Isso foi o que a junta recomendou e, uma vez ratificado, os
Cinco Mil elegeram, entre eles, cem encarregados de redigir a constituição.
Quando foram nomeados, aprovaram e apresentaram as seguintes
propostas; haveria um congresso para desempenhar o poder, durante um ano,
provido de homens de mais de trinta anos e que prestariam seus
serviços sem remuneração. A esta corporação
pertenciam os militares, os nove Arcontes, o Registrador Amphictionico, chamado
Hieromnenon, os Taxiarcas, os Hiparcos Philarkos, os comandantes das
guarnições, os Tesoureiros de Atenéa e demais deuses, em número
de dez, os Tesoureiros das outras moedas não sagradas, em número
de vinte, os dez Encarregados dos Sacrifícios ou Hieropoeios, e os dez
Zeladores dos Mistérios. Todos eles deviam ser nomeados pelo Conselho
entre grande número de candidatos selecionados, eleitos entre seus
membros durante aquele tempo. Todos os demais cargos deviam ser preenchidos por
sorteio, entre os não pertencentes ao Conselho. Os Tesoureiros
Helênicos que administravam os fundos, não assistiam ao Conselho.

▶ LINHAS DE DADOS
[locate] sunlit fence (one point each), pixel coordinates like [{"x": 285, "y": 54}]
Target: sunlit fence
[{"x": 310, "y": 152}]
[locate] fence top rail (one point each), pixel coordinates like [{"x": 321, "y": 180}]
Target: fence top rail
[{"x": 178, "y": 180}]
---
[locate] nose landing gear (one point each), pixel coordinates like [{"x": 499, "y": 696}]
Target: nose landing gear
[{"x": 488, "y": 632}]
--
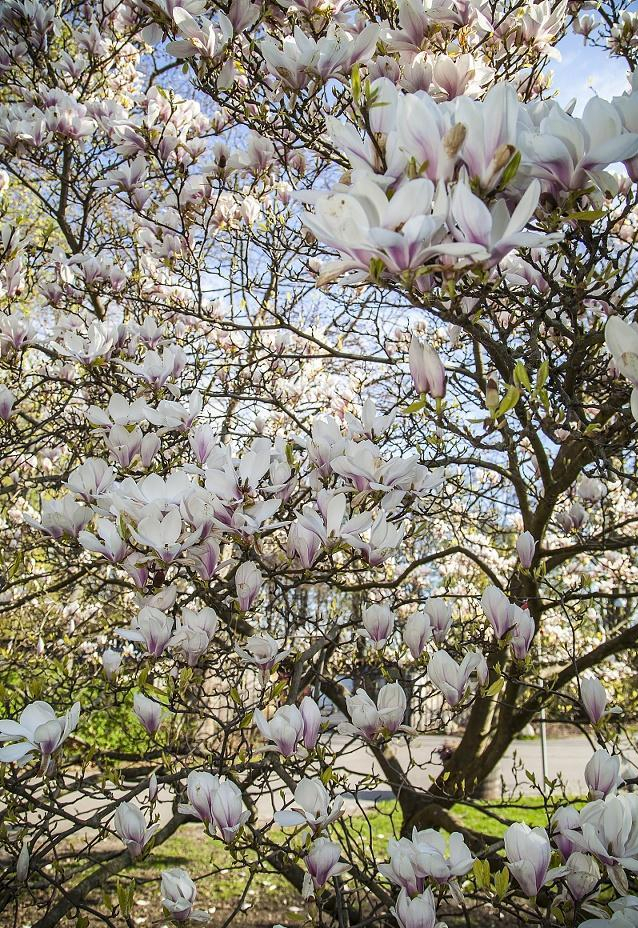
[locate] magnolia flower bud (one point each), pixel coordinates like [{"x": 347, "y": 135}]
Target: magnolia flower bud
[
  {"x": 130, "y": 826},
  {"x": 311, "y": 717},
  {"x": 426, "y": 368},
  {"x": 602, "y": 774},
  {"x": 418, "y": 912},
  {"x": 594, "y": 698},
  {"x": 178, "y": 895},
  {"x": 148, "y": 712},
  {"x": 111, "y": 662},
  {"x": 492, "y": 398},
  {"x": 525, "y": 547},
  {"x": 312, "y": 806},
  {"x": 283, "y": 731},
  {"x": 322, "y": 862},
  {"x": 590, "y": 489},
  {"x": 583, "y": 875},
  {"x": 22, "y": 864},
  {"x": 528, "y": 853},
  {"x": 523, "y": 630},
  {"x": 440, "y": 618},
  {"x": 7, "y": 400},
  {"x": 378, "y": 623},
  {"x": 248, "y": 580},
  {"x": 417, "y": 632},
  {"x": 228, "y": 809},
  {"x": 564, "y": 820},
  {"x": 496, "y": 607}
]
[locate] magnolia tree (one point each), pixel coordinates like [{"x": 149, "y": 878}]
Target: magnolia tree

▶ INSTRUÇÕES E REQUISITOS
Responda com base no texto sobre a redação da constituição:
1. Quantos encarregados de redigir a constituição os Cinco Mil elegeram?
2. Que idade deviam ter os homens que compunham o congresso?
3. De que modo deviam ser preenchidos os demais cargos?
Responda com base apenas no texto.

▶ RESULTADO
1. Cem.
2. Mais de trinta anos.
3. Por sorteio, entre os não pertencentes ao Conselho.